◆ TO-DO LIST
1) In the article about Chuck Pagano and the Colts, who hired offensive coordinator Pep Hamilton?
2) From the Pagano article, reproduce the passage that begins at the words "Within the Colts'" and stops after "beyond this season.".

Within the Colts' headquarters and among those closest to coach Chuck Pagano, it’s being viewed as a foregone conclusion that he will coach elsewhere next year despite three highly successful seasons in Indianapolis.
There has been growing friction between Pagano and Ryan Grigson, the Colts' general manager. While the two are not constantly feuding or at each other’s throats, their ability to coexist long-term was greatly compromised by how Colts owner Jim Irsay handled contract talks during the offseason and there is little chance these two are working together beyond this season.
Sources said Pagano was “insulted” by the one-year extension Irsay offered after last season -- which included a salary virtually identical to what the coach is making in 2015. Under Pagano the Colts have reached the postseason three straights years, including a trip to the AFC Championship Game in January. Pagano’s meeting with Irsay was very brief -- Irsay intimated he was insulted by the coach’s response to his offer -- and talks never progressed, with the owner later publically exclaiming he would not be doing new deals in 2015 for his head coach or his franchise quarterback, Andrew Luck.
The working relationship between Pagano and Grigson was already deteriorating to that point -- Pagano has no say over personnel and did not get final say on his staff either, with Grigson hiring offensive coordinator Pep Hamilton. Pagano had pushed Rob Chudzinski for the job -- and the offer -- which read like a vote of no, or minimal, confidence from ownership, has only ramped up the friction.

Pointing and labeling entries
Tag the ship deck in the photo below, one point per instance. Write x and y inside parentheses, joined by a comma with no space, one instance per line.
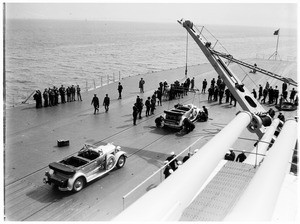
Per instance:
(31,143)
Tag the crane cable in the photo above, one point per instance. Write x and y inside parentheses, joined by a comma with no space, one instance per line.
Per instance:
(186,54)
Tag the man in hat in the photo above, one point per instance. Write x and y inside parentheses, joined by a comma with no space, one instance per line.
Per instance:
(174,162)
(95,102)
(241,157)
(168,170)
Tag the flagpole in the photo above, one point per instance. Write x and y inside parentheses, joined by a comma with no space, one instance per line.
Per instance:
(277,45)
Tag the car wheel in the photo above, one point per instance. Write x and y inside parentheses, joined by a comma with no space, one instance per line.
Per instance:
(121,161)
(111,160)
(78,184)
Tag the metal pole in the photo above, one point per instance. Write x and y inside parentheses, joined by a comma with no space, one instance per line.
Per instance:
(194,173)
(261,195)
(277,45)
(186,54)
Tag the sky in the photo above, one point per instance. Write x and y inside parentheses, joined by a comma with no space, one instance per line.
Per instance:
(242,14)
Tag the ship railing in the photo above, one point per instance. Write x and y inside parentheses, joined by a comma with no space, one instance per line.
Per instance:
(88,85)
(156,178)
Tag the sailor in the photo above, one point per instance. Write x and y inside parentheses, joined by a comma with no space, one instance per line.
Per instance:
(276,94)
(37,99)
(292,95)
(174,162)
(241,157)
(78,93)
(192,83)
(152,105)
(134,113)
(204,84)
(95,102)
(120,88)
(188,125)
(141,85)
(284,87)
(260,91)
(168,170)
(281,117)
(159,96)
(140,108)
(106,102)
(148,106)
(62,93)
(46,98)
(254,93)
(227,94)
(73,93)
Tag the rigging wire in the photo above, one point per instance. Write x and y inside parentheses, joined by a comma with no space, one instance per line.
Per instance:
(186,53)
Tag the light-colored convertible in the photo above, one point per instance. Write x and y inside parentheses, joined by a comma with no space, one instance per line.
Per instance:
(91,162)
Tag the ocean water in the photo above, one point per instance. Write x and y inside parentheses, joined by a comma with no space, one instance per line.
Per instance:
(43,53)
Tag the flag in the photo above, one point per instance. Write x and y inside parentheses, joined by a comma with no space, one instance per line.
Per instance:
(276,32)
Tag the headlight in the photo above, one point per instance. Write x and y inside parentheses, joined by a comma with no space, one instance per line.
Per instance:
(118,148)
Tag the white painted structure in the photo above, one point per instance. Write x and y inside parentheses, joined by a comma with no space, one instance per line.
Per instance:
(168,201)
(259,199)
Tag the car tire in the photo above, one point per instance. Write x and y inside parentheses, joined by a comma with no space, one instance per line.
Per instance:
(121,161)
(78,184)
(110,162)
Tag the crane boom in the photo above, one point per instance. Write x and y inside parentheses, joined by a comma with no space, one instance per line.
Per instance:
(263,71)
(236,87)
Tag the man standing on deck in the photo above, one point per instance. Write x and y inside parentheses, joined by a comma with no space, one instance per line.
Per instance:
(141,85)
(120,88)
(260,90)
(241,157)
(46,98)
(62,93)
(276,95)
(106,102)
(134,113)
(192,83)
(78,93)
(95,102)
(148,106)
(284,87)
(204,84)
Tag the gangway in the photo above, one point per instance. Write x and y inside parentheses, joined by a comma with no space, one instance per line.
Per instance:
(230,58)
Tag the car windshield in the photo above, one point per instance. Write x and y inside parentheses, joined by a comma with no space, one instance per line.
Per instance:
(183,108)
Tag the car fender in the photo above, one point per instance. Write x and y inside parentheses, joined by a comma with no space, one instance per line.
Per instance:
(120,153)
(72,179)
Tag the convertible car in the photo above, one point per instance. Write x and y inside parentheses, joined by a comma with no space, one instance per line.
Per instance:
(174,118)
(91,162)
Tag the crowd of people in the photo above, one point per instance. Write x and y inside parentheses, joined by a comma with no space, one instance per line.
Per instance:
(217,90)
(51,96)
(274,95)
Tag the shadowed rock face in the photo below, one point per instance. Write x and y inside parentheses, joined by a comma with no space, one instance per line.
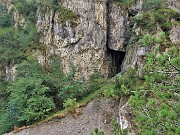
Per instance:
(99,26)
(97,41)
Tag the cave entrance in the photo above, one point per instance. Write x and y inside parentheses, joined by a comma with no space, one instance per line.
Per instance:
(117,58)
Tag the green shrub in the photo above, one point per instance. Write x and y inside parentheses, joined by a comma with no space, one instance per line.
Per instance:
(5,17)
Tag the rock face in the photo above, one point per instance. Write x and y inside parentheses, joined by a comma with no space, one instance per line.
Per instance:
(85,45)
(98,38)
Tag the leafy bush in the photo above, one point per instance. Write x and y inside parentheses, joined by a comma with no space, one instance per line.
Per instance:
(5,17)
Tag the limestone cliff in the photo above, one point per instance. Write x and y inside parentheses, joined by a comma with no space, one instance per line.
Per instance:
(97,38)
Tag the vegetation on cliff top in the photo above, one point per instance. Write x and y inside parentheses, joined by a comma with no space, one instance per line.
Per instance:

◆ TASK SOLUTIONS
1) Ryan Grigson, the Colts' general manager.

2)
Within the Colts' headquarters and among those closest to coach Chuck Pagano, it’s being viewed as a foregone conclusion that he will coach elsewhere next year despite three highly successful seasons in Indianapolis.
There has been growing friction between Pagano and Ryan Grigson, the Colts' general manager. While the two are not constantly feuding or at each other’s throats, their ability to coexist long-term was greatly compromised by how Colts owner Jim Irsay handled contract talks during the offseason and there is little chance these two are working together beyond this season.